═════ Provided passage
Re: 2 Completely separate companies using same server room
- From: BSweeney <BSweeney@xxxxxxxxxxxxxxxxxxxxxxxxx>
- Date: Mon, 16 Jul 2007 06:44:00 -0700
With all due respect Phillip, I couldn't disagree with you more. We aren't
talking about a home office, or a converted coat closet, but an actual server
room shared by two different companies. While cabling is absolutely important
for the sake of keeping things organized and manageable, it provides no
actual security by itself, which is ultimately the concern of the orriginal
post. The seperate racks with lockable doors provide a reasonable level of
physical security in a room where two IT teams will be working on connected
networks. At the packet level, cables by themselves provide no security
without propper subnetting, routing configuration, and firewall rules. I'm
not really sure what you were driving at here, but while I believe that
cabling is important, I personally think that there is a lot more to be
considdered here than just the cabling in a well designed network
environment.
"Phillip Windell" wrote:
It is all about cabling. You just don't run the two networks over the same.
"wire". It is no different than if you had two IP Segments in your own
network,...each segment would be on its own "wire" and they would never
"touch" unless their was a Layer3 router placed between them for that
purpose. It doens't matter if they are in the same rack or not,...what if
there was no rack?,...they could be on the same table, same shelf, same
floor,..it's irrelevant,...what matters is how they are cabled.
══════════
═════ Supplied material
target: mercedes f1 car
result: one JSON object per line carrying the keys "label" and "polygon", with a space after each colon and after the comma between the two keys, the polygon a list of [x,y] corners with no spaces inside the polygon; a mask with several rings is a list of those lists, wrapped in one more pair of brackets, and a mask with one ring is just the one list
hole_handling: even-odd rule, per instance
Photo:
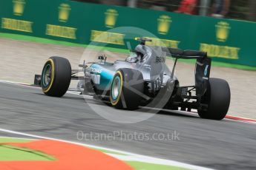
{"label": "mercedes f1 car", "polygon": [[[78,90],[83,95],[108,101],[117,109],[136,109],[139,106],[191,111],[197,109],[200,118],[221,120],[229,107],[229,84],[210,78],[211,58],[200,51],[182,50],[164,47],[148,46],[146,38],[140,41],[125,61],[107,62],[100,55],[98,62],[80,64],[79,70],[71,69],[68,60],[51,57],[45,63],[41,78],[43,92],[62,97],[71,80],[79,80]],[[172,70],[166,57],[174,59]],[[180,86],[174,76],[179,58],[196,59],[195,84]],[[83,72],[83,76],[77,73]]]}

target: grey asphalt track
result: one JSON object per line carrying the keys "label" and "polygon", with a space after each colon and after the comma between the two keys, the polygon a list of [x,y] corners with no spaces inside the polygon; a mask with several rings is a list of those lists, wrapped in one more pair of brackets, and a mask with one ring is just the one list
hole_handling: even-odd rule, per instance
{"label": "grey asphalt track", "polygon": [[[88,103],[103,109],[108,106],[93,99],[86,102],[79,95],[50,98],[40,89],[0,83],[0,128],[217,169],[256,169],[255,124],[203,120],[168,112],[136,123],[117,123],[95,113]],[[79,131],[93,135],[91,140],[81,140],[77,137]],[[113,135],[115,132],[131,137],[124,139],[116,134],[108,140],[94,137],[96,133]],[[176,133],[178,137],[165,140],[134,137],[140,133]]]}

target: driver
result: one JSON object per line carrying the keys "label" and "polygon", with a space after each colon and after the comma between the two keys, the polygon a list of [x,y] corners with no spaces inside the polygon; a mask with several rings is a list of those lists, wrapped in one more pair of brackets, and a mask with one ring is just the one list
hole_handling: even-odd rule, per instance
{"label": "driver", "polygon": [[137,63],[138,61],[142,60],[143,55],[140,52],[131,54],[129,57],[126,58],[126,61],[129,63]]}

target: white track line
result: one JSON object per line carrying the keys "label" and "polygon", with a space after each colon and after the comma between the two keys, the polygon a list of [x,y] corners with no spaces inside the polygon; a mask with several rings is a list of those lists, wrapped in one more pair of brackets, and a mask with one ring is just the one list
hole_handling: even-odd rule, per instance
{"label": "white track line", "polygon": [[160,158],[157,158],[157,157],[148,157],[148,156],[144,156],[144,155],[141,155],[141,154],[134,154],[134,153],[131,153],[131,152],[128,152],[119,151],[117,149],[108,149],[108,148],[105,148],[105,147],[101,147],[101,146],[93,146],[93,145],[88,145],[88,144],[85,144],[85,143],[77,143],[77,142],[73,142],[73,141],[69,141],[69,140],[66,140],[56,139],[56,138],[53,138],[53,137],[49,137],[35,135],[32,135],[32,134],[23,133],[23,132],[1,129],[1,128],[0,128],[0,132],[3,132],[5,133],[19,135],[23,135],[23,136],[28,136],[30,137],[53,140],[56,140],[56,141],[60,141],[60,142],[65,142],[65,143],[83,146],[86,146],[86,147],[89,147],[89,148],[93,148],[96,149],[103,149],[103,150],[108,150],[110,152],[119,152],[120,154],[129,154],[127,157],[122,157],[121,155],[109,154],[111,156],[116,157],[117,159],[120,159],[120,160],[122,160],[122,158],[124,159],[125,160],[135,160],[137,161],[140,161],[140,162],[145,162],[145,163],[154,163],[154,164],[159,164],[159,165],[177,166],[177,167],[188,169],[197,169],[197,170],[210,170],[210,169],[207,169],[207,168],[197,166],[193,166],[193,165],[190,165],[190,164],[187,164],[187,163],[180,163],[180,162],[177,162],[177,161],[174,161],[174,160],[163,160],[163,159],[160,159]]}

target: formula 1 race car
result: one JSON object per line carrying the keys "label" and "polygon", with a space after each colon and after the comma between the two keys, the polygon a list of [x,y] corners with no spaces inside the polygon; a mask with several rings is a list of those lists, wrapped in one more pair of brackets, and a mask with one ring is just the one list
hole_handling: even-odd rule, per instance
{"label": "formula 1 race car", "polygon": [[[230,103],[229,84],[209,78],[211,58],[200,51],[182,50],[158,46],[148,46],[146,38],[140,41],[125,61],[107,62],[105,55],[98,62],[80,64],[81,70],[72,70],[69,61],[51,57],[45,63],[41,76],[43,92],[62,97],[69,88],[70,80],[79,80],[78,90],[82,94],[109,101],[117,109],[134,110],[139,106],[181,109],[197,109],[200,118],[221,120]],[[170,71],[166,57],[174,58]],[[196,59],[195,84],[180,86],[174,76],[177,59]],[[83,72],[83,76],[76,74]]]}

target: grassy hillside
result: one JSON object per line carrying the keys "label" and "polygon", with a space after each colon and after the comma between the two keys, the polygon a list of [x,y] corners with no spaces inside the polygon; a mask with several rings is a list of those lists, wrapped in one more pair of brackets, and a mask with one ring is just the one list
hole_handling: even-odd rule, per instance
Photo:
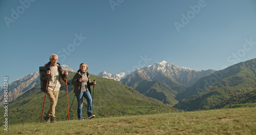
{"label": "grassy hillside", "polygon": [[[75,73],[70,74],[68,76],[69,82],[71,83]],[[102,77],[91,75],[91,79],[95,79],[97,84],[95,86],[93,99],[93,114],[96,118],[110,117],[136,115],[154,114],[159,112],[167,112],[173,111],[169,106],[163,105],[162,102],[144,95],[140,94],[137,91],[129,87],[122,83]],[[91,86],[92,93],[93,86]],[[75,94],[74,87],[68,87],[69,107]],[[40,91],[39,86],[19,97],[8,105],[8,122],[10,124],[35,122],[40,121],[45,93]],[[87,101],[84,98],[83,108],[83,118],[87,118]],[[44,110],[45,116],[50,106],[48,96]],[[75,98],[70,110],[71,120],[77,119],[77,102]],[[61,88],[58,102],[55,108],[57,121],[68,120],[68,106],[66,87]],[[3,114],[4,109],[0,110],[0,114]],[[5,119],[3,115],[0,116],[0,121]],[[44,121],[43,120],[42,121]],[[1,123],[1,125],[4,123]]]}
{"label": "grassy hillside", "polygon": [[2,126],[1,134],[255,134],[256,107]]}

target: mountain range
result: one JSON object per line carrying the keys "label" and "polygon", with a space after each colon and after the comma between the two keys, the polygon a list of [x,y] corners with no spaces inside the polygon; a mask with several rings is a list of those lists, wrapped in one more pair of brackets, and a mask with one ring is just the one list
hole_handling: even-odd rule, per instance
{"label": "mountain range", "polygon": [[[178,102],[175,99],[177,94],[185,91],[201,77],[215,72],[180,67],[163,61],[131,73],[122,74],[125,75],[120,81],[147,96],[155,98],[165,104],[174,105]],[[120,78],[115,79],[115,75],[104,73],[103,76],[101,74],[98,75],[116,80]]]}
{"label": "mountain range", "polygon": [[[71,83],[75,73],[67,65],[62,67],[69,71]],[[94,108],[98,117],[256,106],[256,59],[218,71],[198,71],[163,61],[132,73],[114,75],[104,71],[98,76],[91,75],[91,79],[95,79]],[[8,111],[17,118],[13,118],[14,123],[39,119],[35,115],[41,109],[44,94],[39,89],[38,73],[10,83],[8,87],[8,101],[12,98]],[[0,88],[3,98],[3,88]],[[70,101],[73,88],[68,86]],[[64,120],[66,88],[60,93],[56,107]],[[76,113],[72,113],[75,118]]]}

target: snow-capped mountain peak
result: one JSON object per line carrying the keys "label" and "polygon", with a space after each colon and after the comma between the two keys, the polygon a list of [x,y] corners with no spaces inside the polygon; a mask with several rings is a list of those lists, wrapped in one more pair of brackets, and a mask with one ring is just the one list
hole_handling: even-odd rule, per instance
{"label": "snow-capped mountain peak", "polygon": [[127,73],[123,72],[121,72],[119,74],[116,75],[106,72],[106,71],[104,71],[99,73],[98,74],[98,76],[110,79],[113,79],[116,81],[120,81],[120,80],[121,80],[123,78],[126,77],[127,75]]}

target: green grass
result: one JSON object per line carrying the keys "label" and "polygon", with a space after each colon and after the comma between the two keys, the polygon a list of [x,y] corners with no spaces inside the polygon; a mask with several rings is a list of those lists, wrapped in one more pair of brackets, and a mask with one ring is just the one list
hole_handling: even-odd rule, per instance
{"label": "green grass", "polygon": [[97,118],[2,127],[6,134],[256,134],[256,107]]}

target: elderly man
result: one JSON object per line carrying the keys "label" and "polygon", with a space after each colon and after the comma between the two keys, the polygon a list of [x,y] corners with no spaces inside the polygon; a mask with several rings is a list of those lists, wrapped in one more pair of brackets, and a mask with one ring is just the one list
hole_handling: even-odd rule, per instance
══════════
- [What to work on]
a – According to the server room post, what do the separate racks with lockable doors provide?
b – In the server room post, why does Phillip Windell say it doesn't matter whether the two companies' networks share a rack?
c – Resume the server room post from its last sentence.

- [Answers below]
a – They provide a reasonable level of physical security in a room where two IT teams will be working on connected networks.

b – He argues that what matters is how the networks are cabled. If each network runs on its own "wire," the two never "touch" unless a Layer 3 router is placed between them for that purpose. Whether they sit in the same rack, on the same table, or on the same shelf is therefore irrelevant.

c –
--
Phillip Windell
www.wandtv.com
The views expressed, are my own and not those of my employer, or Microsoft,
or anyone else associated with me, including my cats.
-----------------------------------------------------
"KTSmith" <ktsmith@xxxxxxx> wrote in message
news:uXeqlXSxHHA.3364@xxxxxxxxxxxxxxxxxxxxxxx
We are about to move into a 75 user building. 1 company has ~50 users and
company #2 has about ~25 users. These two companies have NO relations to
each other except sharing the same server room. I have been managing AD
2003 / Exchange 2003 for the 75 user office, but I must now make sure I
accomodate the other company into our network.
Since they already have their AD / we have ours and we have different
network ids (192.168.50.x for us and they are 10.0.4.x) - what or how do I
ensure that when we plug up in the server room we share, that we are truly
isolated from one another? What additional equipment should I get?
We have our own switches (not managed) and they have their own switch.
Our
switch will connect to a T3 line and theirs will connect to a separate T1
line.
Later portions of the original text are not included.